Excerpts from location labeling data:
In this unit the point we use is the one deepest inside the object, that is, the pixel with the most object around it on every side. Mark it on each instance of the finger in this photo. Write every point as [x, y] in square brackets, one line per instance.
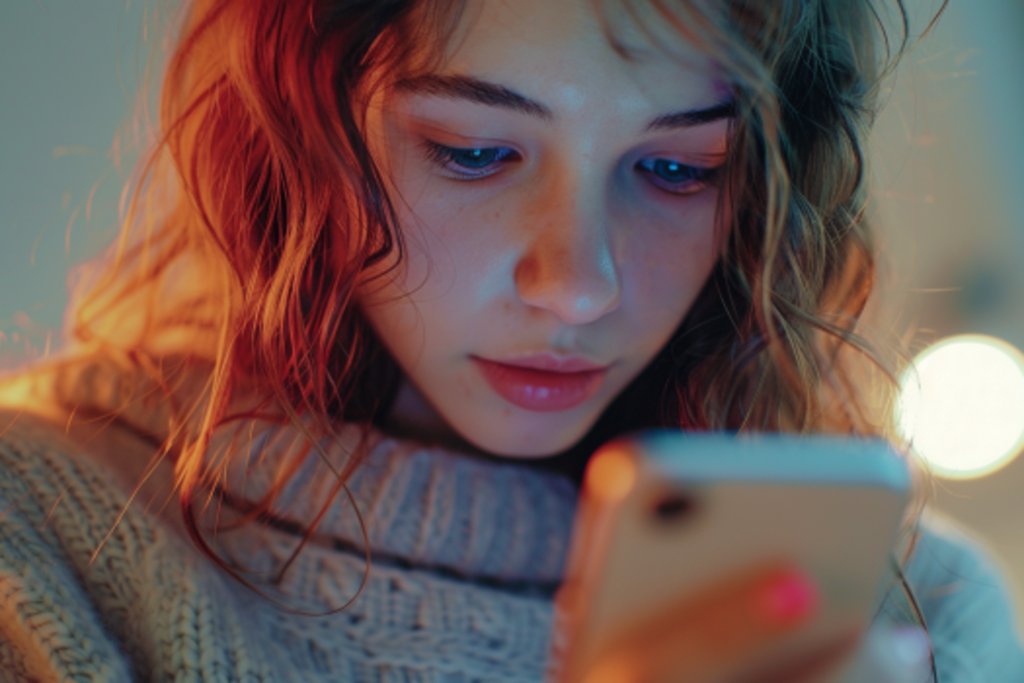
[811, 666]
[705, 633]
[892, 654]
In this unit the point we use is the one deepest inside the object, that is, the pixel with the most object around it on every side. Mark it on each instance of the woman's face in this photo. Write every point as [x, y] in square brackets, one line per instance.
[557, 202]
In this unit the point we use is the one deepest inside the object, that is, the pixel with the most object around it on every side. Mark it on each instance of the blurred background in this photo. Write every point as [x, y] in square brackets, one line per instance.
[948, 179]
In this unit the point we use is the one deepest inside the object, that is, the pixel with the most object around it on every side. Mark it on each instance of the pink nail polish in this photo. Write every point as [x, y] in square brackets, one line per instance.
[787, 599]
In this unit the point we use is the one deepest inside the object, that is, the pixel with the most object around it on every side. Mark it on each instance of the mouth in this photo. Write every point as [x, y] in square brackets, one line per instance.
[544, 383]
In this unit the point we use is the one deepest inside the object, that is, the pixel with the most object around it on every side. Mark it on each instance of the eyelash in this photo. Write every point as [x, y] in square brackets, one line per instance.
[694, 178]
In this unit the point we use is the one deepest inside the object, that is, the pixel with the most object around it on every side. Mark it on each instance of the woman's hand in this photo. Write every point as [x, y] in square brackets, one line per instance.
[702, 639]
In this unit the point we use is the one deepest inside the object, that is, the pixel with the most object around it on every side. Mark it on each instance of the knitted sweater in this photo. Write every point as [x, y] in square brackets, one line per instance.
[467, 554]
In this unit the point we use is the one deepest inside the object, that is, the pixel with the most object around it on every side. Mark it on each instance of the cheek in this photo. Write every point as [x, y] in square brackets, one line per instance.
[671, 256]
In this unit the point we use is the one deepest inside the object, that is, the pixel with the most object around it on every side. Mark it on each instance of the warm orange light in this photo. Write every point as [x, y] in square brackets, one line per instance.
[610, 475]
[962, 406]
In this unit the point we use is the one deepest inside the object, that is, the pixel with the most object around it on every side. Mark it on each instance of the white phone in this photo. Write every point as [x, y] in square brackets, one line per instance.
[665, 513]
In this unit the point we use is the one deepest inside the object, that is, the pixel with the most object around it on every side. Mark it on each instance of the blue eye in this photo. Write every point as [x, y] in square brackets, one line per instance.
[469, 163]
[676, 177]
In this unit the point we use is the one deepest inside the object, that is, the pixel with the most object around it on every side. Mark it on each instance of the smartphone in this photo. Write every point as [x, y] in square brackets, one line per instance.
[664, 514]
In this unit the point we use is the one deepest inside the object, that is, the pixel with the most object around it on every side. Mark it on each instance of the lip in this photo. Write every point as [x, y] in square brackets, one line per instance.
[544, 382]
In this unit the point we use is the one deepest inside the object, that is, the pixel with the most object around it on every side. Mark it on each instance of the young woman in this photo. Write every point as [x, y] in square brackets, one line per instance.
[393, 269]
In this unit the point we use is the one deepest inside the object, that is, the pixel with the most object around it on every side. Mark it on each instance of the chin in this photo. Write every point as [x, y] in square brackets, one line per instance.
[511, 438]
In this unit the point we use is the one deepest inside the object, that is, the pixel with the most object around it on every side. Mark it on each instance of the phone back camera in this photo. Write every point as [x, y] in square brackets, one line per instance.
[673, 507]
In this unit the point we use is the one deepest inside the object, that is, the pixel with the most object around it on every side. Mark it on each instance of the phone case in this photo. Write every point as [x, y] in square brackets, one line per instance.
[665, 513]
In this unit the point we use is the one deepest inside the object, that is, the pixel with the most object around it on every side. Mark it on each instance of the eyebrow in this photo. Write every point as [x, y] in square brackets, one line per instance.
[493, 94]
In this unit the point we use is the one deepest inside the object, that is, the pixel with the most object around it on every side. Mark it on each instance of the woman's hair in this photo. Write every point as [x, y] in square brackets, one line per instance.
[259, 210]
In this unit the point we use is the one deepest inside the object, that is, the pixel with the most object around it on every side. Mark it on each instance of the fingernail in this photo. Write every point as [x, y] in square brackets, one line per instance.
[787, 599]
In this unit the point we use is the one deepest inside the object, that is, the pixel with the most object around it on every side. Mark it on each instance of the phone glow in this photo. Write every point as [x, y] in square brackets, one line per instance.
[666, 513]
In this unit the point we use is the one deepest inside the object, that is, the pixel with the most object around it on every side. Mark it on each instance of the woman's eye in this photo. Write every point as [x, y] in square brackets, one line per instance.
[676, 177]
[469, 163]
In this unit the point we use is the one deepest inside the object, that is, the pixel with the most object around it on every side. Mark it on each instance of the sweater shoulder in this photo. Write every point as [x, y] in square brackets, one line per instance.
[967, 604]
[57, 509]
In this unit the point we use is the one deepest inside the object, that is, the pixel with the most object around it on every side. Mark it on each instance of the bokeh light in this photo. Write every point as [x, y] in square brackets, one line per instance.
[962, 406]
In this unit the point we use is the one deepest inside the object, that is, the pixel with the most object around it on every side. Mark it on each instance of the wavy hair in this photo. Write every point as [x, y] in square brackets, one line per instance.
[227, 266]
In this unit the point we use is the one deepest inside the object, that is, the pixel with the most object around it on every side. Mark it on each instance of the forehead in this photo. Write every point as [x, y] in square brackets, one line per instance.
[577, 54]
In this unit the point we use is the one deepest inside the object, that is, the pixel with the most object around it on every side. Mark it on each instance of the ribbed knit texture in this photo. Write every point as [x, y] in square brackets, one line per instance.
[468, 553]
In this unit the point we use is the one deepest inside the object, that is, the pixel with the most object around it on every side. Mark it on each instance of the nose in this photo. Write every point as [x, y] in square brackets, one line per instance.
[568, 266]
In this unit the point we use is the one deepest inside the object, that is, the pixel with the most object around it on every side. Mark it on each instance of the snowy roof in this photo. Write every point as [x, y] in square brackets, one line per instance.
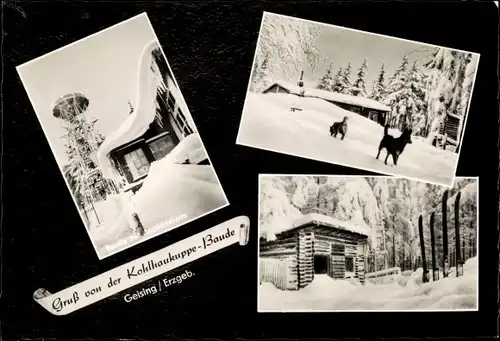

**What to work on:**
List every line in the entries above that contains the word "sweater".

**Task result:**
In this unit the point we use is the one deepest inside the object, that is, the pixel with the most object around it on every side. Mark it on each instance of the knitted sweater in this photo. Write every point as [x, y] in square brackets, one line per instance.
In this unit the point we use is the one deepest inside the object, that is, the pixel with the most object around it on every side. Mark it on each instance of the sweater shoulder in this photo. Write every point as [x, y] in square brackets, one line per instance.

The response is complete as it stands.